WHAT THE EXERCISE ASKS
Starting at the first line of the entries and ending with the line containing "[[[0,42],[54,56],[250,49],[250,0],[0,0]]]", reproduce the text with "outline" replaced by "contour" and nothing else changed.
** BEGIN DATA ENTRIES **
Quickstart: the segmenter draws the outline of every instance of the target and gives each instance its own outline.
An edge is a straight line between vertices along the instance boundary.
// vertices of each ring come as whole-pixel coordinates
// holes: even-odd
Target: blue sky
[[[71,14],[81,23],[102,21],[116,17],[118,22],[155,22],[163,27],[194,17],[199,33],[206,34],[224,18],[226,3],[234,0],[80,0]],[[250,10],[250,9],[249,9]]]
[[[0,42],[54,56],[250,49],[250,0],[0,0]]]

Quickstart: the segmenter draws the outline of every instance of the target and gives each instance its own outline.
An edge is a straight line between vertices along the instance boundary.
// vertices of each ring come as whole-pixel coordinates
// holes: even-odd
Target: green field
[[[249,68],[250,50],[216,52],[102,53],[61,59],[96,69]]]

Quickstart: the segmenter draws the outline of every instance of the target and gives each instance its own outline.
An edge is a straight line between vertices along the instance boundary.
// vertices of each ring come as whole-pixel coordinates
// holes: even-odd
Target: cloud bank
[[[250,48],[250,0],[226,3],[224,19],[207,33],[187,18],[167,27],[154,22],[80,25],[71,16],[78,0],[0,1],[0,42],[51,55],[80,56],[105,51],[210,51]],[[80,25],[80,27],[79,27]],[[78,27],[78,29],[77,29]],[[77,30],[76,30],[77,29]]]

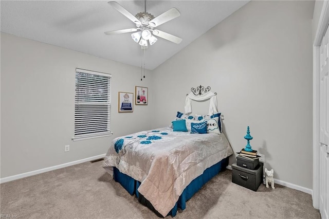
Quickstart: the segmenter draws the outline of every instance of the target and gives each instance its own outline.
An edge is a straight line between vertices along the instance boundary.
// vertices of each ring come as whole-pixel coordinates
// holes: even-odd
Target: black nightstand
[[[232,165],[232,182],[254,191],[263,182],[263,163],[254,170]]]

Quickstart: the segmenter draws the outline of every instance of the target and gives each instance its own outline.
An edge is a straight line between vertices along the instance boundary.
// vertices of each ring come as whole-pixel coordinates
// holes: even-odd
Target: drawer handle
[[[242,178],[243,179],[248,179],[248,176],[243,176],[242,175],[240,175],[239,174],[239,175],[240,176],[240,177]]]

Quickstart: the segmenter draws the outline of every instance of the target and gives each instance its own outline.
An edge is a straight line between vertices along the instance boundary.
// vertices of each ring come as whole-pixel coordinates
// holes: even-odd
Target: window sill
[[[113,133],[110,132],[109,133],[102,134],[100,135],[88,135],[86,136],[85,136],[74,137],[73,138],[72,138],[72,140],[73,141],[81,141],[82,140],[87,140],[87,139],[91,139],[93,138],[108,137],[108,136],[111,136],[112,135],[113,135]]]

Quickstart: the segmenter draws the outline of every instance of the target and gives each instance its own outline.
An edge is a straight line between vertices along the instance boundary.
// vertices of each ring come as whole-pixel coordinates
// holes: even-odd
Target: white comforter
[[[204,171],[233,153],[224,134],[190,134],[164,127],[114,139],[104,162],[141,182],[138,191],[163,216]]]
** END DATA ENTRIES **
SOLUTION BELOW
Quickstart: the segmenter draws the contour of every instance of the target and gives each instance its own contour.
An edge is a straight line between vertices along the instance boundary.
// vertices of each ring come as whole-pixel coordinates
// holes: even-odd
Target: blue sky
[[[71,14],[81,23],[102,21],[116,17],[118,22],[155,22],[163,27],[194,17],[199,33],[206,34],[224,18],[226,3],[234,0],[80,0]],[[250,10],[250,9],[249,9]]]
[[[0,42],[54,56],[250,49],[250,0],[0,0]]]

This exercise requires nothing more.